(Beginning of The records)

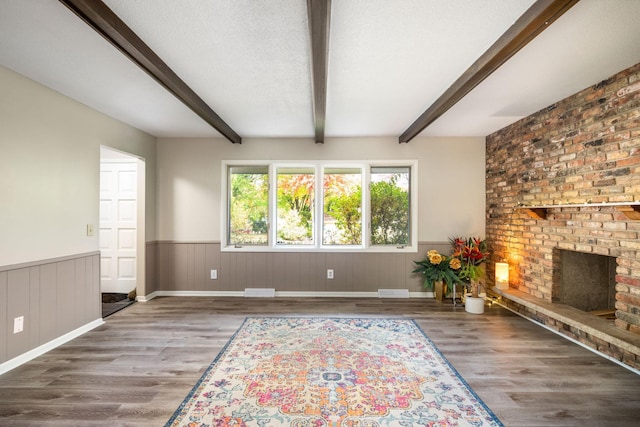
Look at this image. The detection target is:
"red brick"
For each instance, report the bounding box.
[616,292,640,307]
[616,275,640,287]
[486,63,640,368]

(End of The records)

* About this exercise *
The data must be reproduced exactly, and no picture may appear in the copy.

* Output of the exercise *
Look at this image. The detection target is:
"red brick"
For each instance, report the bounding box.
[616,292,640,307]
[616,275,640,287]
[486,63,640,368]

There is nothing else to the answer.